Prompt => Using the exact wording, repeat every line of the material.
# # # # # # #
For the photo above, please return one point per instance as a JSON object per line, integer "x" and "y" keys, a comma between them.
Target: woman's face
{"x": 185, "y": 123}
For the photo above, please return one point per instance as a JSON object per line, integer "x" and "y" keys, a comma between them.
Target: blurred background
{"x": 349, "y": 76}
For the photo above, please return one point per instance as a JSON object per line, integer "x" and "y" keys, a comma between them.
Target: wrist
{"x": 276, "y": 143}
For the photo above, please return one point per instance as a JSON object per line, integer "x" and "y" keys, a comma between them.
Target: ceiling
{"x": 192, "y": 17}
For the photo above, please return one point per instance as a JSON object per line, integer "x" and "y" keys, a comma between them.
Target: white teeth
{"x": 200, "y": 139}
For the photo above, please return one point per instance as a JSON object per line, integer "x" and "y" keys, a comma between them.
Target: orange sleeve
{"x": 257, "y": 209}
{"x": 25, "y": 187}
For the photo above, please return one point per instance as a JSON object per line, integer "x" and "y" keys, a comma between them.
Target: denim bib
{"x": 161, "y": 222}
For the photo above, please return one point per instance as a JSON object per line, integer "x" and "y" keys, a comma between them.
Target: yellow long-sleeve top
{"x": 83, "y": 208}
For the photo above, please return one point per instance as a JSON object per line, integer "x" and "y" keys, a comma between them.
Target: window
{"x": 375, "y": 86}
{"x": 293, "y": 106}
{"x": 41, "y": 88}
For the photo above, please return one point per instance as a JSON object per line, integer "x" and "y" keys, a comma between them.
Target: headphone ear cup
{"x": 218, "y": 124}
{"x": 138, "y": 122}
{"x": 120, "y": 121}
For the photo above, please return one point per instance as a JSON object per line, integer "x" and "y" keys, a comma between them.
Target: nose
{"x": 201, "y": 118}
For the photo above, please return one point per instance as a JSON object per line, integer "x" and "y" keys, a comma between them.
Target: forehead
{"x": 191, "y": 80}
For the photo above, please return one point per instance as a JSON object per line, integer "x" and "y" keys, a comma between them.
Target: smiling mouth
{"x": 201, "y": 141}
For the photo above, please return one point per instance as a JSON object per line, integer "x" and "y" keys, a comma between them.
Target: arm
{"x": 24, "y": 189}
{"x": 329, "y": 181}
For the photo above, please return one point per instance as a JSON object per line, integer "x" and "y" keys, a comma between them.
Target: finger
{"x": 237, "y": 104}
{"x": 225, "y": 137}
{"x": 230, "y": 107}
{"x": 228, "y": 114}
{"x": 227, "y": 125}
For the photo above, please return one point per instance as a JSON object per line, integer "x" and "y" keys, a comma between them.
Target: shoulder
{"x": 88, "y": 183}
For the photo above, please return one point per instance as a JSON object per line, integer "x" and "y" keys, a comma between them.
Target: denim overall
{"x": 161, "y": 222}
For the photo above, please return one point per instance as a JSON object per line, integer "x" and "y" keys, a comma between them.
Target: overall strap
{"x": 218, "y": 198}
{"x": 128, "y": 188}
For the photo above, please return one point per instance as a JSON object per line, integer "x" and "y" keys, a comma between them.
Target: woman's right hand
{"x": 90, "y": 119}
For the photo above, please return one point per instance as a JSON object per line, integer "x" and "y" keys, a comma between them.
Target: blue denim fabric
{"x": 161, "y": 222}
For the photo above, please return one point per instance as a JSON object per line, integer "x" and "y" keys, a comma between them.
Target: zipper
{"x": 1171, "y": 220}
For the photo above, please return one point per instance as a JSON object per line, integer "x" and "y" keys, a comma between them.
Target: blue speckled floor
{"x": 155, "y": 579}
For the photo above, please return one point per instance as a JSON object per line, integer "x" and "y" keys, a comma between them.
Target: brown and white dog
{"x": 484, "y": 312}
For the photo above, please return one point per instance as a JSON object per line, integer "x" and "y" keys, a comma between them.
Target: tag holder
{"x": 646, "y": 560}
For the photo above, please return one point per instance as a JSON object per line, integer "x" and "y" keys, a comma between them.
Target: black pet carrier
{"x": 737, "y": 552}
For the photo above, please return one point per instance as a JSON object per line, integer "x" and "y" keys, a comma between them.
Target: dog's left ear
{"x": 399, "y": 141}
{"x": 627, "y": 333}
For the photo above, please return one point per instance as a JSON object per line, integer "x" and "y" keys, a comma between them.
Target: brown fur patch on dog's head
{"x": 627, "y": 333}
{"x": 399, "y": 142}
# # # # # # #
Solution to this problem =>
For the photo above, please return one point per instance as a JSON object per line, integer "x" and "y" keys, a comma between them.
Target: woman's face
{"x": 185, "y": 123}
For the photo above, please return one point per instance as a JSON object per line, integer "x" and "y" keys, a comma between them.
Target: blurred background
{"x": 349, "y": 76}
For the photo above, please return one point per instance as a JSON object per line, integer "x" and "y" keys, a comma between them.
Target: wrist
{"x": 276, "y": 143}
For the photo above, please return one point per instance as a JSON object per line, integer "x" and "y" keys, a comma between them.
Target: ceiling
{"x": 192, "y": 17}
For the photo above, please return one point per instance as a JSON object per line, integer "x" and "y" keys, a comma between them.
Target: white teeth
{"x": 200, "y": 139}
For the photo above, please return one point per instance as a JSON object per line, integer "x" and "y" keys, a comma between them.
Target: orange sleeve
{"x": 257, "y": 209}
{"x": 25, "y": 187}
For the photo above, please return one point per instance as a JSON object per line, integer "x" and "y" keys, a comma between them.
Target: denim bib
{"x": 161, "y": 222}
For the photo above, please return one point per instance as a JSON object per line, integer "x" and "y" keys, a comma between them.
Target: yellow long-sleeve top
{"x": 83, "y": 208}
For the photo above, please return one point per instance as a JSON object per line, integer "x" and "y" keys, a comma between them.
Target: window
{"x": 375, "y": 86}
{"x": 293, "y": 106}
{"x": 41, "y": 88}
For the photo above, please return one point per instance as a JSON object per line, integer "x" and "y" keys, a comma between them.
Target: headphone ear cup
{"x": 218, "y": 124}
{"x": 138, "y": 122}
{"x": 120, "y": 121}
For the photo above, please return one point per instance as a JSON object per line, integer "x" and "y" keys, a comma between them.
Target: nose
{"x": 201, "y": 118}
For the photo above, please return one point per instance as a JSON object per line, integer "x" and "y" keys, a comma between them.
Target: forehead
{"x": 191, "y": 80}
For the photo above, please return one point per instance as a JSON object per line, integer "x" and "y" keys, a comma between them.
Target: smiling mouth
{"x": 201, "y": 141}
For the photo above, please return one point per instance as a JSON object per line, integer "x" and "y" keys, a comma between them.
Target: arm
{"x": 24, "y": 189}
{"x": 329, "y": 181}
For the photo above, please return one point per instance as a JSON object per line, integer "x" and "y" keys, a comma between them.
Target: finger
{"x": 237, "y": 104}
{"x": 225, "y": 137}
{"x": 230, "y": 107}
{"x": 228, "y": 114}
{"x": 227, "y": 125}
For the photo above, please return one point per instance as a JSON object per line, integer "x" and "y" keys, a comma between them.
Target: shoulder
{"x": 88, "y": 183}
For the photo above, please return one point per instance as a JSON object per line, integer "x" and "y" keys, a comma between them.
Target: denim overall
{"x": 161, "y": 222}
For the photo above, please return one point per instance as a JSON object per line, integer "x" and "y" keys, a comma between them.
Target: overall strap
{"x": 218, "y": 198}
{"x": 128, "y": 188}
For the photo above, please return one point per instance as a JSON object per line, integer "x" and "y" keys, a comma between them.
Target: woman's right hand
{"x": 90, "y": 119}
For the photo above, please return one point per instance as a JSON object per line, integer "x" and "y" keys, a comma between them.
Target: blue denim fabric
{"x": 161, "y": 222}
For the photo above, please return one point per instance as a JSON object per line, integer "x" and "y" keys, a comma between them.
Target: zipper
{"x": 1171, "y": 220}
For the photo above, please return one point per instance as a JSON object per line, integer "x" and "y" keys, a comma between them.
Target: blue speckled floor
{"x": 155, "y": 579}
For the photo above, please return one point per instance as a JSON object per line, integer "x" and "y" keys, a comma between them.
Target: brown and white dog
{"x": 484, "y": 312}
For the photo above, please return one point per instance as a JSON object per line, integer "x" and "y" keys, a comma between them.
Target: tag holder
{"x": 646, "y": 560}
For the photo above, please return one point per instance as a JSON object per line, integer "x" and "y" keys, a comma between them.
Target: black pet carrier
{"x": 737, "y": 552}
For the photo above, please return one point per instance as a JSON object per line, integer "x" and "y" keys, a comma between them.
Target: dog's left ear
{"x": 399, "y": 141}
{"x": 627, "y": 333}
For the photo above, please return one point per instance as a JSON object per line, integer "x" and "y" keys, a comma between them.
Target: brown fur patch on dog's head
{"x": 627, "y": 333}
{"x": 399, "y": 142}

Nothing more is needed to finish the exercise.